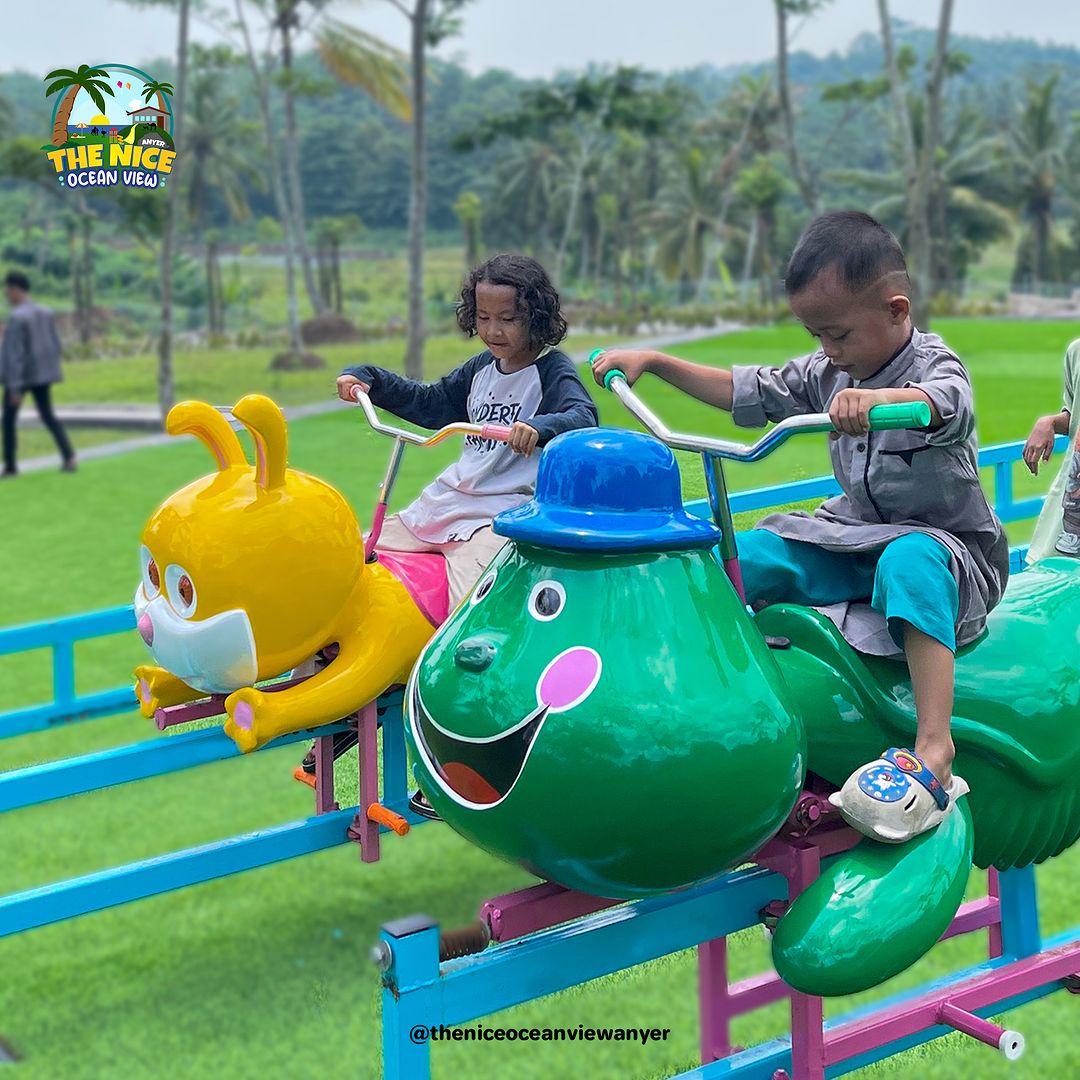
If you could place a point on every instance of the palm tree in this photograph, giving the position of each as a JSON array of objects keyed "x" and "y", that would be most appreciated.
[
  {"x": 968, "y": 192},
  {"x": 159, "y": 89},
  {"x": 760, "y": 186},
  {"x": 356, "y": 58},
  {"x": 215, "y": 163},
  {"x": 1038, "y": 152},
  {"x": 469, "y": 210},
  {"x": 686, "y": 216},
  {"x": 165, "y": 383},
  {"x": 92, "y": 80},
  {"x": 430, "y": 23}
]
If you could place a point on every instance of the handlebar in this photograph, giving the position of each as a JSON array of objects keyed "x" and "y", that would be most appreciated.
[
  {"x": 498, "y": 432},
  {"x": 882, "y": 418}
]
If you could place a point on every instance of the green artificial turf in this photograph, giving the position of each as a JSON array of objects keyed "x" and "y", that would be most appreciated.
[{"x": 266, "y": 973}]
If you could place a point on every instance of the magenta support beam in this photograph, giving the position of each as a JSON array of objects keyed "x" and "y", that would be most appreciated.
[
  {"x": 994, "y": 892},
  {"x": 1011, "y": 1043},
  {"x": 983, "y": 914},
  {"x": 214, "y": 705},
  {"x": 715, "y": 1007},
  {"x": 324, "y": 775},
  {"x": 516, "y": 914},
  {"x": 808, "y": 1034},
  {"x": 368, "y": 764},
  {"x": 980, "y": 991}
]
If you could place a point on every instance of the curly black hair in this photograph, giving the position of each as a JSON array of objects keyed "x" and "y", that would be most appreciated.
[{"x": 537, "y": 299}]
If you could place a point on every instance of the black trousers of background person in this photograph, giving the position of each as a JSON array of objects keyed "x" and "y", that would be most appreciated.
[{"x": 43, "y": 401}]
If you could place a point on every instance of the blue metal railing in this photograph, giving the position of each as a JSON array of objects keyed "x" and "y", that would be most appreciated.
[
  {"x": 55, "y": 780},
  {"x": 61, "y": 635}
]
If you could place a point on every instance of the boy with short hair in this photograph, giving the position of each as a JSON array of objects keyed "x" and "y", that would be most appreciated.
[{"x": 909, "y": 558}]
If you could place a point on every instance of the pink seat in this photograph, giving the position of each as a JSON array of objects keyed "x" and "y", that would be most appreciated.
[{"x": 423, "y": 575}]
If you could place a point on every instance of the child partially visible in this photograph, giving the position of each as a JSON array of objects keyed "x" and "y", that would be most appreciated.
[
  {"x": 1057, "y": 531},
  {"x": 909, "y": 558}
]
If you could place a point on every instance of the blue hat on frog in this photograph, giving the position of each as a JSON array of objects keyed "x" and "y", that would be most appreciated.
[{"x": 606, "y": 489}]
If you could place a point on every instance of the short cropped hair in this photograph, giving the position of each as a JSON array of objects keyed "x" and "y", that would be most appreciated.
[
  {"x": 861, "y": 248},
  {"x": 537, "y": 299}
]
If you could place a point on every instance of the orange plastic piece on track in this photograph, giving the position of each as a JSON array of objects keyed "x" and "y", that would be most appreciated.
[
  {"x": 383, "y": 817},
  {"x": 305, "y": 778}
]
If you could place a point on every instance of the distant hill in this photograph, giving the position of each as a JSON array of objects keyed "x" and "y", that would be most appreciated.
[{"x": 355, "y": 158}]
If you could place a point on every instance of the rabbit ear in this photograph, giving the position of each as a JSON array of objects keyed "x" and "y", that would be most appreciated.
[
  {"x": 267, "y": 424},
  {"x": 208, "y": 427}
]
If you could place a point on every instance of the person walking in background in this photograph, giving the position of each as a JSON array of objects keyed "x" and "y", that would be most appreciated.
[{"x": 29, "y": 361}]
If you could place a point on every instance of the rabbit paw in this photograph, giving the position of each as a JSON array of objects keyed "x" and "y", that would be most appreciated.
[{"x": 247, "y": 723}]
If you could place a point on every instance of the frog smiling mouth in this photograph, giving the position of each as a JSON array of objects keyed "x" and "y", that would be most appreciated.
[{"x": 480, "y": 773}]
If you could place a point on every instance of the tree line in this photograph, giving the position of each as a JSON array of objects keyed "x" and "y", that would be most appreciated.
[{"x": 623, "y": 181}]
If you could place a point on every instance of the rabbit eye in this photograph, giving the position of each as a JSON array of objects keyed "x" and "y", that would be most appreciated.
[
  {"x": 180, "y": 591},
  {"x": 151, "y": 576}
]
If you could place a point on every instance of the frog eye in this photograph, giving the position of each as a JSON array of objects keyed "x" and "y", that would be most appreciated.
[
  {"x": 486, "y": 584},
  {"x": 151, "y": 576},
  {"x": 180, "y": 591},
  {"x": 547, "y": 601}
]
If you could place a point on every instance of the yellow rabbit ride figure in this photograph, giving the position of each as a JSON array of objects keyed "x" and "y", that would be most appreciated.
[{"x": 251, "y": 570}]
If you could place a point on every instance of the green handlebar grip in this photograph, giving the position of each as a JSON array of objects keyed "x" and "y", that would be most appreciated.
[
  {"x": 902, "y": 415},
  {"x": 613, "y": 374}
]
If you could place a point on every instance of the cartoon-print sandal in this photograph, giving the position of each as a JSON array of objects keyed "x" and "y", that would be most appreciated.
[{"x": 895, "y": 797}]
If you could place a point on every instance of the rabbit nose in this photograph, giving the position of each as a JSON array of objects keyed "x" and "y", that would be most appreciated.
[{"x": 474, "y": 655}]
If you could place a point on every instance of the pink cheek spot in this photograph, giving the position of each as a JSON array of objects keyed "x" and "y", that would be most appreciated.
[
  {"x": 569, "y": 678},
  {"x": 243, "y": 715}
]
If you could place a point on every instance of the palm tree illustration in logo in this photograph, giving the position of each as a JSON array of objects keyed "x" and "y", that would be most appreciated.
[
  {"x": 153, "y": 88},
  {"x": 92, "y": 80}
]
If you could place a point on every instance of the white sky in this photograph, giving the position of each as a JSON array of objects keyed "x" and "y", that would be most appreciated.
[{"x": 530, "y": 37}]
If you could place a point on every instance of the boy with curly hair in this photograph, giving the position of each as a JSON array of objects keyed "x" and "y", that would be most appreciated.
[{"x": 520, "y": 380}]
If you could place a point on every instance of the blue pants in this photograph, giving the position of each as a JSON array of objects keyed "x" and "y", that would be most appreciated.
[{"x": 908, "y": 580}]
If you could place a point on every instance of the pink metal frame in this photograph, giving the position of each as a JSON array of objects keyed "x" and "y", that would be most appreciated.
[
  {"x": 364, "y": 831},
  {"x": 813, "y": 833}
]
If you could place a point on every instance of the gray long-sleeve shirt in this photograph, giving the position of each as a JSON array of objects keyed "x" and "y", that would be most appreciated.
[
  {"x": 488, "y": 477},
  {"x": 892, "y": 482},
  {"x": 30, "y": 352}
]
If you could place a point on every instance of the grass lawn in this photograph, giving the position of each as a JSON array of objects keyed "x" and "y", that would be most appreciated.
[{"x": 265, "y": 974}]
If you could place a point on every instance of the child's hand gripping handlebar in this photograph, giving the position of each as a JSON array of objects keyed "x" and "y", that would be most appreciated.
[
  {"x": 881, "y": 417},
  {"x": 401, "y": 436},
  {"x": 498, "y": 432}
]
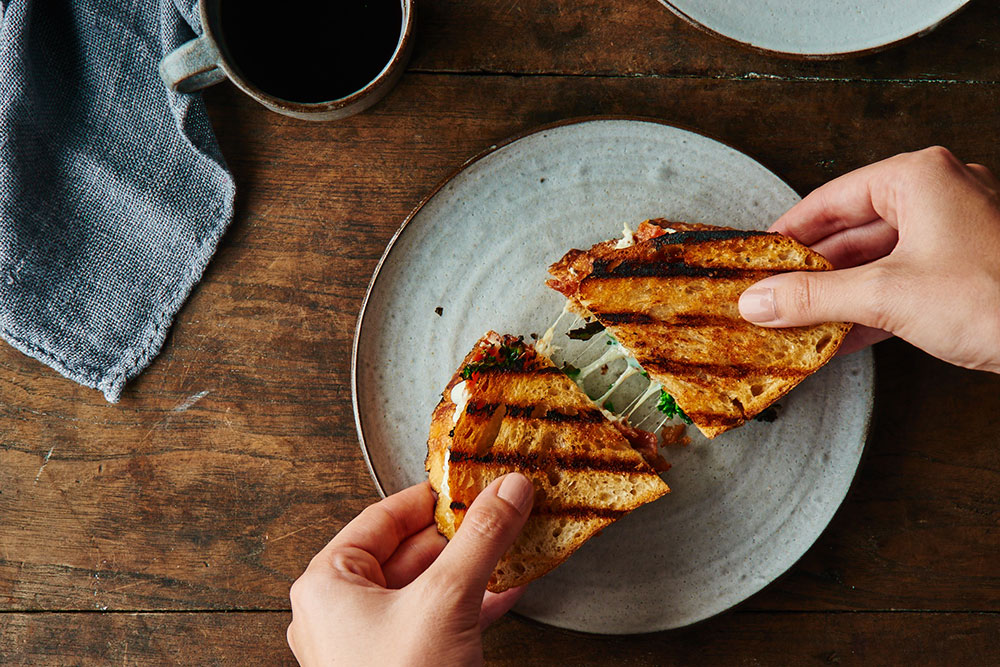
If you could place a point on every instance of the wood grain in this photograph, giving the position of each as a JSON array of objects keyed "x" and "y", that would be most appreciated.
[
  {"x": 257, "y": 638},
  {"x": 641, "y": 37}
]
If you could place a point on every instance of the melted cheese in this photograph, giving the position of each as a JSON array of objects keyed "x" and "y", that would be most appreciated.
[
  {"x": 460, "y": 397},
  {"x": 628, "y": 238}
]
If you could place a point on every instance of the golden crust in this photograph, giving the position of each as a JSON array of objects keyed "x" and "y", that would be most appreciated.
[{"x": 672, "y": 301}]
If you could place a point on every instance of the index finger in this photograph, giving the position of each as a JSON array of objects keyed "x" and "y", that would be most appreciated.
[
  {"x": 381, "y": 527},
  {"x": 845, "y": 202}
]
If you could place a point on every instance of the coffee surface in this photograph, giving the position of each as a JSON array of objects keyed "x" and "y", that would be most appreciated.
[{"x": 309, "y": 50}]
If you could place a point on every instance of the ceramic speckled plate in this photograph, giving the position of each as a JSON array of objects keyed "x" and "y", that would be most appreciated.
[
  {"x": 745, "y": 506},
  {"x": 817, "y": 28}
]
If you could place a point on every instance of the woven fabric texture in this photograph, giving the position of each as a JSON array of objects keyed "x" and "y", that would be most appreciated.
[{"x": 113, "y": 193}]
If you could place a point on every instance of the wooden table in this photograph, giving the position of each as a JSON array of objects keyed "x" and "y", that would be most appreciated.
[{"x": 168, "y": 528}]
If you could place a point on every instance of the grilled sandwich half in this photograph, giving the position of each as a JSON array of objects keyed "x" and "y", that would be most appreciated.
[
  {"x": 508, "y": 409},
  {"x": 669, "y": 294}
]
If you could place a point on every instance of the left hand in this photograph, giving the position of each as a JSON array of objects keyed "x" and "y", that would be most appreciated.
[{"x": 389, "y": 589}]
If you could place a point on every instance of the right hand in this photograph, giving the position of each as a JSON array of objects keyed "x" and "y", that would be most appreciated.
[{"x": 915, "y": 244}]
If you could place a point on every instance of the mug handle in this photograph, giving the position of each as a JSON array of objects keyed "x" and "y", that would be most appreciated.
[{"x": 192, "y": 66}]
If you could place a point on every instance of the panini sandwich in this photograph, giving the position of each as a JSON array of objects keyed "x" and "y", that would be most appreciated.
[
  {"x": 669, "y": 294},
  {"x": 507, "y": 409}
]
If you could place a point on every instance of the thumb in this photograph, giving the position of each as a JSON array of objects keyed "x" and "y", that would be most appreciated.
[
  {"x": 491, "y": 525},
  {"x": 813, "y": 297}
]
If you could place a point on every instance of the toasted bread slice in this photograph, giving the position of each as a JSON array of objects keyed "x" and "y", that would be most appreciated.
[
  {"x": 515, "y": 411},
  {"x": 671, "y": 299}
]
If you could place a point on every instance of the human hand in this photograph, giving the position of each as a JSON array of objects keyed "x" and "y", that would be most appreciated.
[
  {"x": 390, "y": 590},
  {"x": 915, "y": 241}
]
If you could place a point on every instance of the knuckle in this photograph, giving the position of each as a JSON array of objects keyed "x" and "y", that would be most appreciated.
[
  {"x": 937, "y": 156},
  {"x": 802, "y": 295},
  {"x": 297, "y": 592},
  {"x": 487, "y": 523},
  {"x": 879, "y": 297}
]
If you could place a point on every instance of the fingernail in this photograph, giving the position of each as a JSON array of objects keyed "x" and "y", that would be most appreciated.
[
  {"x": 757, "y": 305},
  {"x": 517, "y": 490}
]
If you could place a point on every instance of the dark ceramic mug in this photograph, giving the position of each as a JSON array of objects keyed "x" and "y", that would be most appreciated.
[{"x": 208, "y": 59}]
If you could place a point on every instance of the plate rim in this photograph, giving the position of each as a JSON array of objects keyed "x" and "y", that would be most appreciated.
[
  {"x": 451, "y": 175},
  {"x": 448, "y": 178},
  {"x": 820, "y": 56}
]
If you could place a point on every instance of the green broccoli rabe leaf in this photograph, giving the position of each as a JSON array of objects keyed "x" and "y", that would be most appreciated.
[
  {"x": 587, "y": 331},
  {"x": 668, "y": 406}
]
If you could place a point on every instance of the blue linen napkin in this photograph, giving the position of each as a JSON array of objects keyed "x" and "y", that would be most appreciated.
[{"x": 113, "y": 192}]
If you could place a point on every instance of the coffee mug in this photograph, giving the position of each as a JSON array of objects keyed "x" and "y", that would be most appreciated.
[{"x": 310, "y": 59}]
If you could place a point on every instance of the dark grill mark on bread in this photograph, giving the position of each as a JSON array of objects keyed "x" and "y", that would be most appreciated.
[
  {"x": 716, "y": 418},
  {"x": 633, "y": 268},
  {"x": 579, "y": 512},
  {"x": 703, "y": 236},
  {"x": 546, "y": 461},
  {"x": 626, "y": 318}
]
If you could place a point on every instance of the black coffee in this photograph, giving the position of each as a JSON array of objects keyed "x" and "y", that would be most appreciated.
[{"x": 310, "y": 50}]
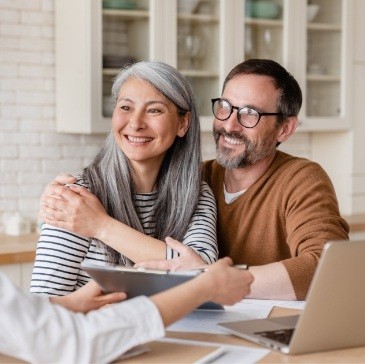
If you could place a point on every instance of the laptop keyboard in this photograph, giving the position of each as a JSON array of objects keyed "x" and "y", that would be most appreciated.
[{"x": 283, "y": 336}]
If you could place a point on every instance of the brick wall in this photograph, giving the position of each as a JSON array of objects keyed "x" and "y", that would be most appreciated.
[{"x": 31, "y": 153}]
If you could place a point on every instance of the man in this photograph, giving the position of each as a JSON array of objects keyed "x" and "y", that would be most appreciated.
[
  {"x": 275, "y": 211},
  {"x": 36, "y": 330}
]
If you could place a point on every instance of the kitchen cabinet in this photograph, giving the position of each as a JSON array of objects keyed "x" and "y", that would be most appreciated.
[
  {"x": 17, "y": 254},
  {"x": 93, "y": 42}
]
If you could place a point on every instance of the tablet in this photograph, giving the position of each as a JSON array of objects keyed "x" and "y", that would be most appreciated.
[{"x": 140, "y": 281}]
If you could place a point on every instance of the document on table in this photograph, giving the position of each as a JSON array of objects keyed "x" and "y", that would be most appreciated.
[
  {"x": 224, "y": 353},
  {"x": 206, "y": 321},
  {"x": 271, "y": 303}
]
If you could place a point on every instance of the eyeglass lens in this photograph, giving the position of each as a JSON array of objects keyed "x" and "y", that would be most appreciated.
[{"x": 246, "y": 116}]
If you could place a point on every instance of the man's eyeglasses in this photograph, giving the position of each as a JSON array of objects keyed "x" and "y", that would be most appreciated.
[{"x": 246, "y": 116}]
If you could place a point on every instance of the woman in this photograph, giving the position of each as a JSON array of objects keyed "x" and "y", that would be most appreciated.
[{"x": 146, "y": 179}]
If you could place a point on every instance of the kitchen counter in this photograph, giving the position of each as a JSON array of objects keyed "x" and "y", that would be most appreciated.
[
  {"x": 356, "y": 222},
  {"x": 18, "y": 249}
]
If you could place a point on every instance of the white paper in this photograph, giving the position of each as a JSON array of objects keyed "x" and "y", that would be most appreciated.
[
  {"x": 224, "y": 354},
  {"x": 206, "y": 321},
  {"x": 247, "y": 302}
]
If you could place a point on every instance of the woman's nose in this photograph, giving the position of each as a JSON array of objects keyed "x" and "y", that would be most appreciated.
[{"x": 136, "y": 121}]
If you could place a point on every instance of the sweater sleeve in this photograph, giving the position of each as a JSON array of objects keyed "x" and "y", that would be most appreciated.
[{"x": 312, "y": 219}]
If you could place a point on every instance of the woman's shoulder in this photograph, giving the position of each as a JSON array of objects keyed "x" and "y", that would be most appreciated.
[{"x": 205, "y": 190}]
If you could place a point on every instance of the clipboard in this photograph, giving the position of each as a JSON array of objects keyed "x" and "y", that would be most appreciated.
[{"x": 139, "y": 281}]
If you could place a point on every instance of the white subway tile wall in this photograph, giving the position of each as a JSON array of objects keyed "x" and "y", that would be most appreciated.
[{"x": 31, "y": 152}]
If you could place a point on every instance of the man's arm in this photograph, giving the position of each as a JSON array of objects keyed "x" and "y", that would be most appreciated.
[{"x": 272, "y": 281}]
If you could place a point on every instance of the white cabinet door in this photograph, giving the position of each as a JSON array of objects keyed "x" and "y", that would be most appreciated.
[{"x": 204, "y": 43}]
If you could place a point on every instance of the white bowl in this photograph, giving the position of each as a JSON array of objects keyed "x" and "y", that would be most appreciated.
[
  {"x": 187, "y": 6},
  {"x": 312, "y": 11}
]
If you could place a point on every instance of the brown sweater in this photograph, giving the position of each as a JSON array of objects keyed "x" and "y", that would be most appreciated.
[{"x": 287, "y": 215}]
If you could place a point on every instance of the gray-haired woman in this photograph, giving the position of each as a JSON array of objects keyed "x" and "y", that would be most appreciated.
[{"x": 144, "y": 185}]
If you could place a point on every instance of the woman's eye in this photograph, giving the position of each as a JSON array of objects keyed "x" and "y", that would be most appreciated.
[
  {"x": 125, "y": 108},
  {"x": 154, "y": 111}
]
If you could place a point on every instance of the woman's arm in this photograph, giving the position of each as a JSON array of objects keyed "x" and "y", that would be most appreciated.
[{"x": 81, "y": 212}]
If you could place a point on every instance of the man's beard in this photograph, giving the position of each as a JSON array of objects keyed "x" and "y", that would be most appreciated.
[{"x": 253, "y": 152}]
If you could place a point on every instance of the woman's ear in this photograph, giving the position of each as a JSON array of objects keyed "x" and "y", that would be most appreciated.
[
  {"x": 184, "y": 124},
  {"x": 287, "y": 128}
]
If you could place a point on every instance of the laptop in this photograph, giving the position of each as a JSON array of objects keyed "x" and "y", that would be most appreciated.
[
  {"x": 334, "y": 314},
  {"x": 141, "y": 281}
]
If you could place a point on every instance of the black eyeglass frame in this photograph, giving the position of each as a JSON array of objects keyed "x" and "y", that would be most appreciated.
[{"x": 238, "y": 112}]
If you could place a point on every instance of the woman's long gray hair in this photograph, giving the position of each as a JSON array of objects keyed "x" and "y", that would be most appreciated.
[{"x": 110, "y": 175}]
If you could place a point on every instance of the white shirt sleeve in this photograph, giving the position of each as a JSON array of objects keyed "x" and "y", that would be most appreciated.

::::::::

WHAT TO WORK ON
Write out exactly the lines starting with the one that holds "the black eyeglass" and running through the last line above.

RESPONSE TO THE EXERCISE
If you could place a point on every instance of the black eyeglass frame in this photograph, giving the position of each as a JSON array of objects keyed "x" and "y", that would be most appreciated.
[{"x": 238, "y": 112}]
If you could place a point on every instance of the woman's long gray hair in this photograph, giving the position of each as a JSON array of objects keyed "x" and "y", that would be most appreciated.
[{"x": 110, "y": 175}]
If you could place a point on every instance of the white shirt sleeve in this photograph, giving the position of each as a JSON array of objects keyed "x" and "y", that would be most appreciated.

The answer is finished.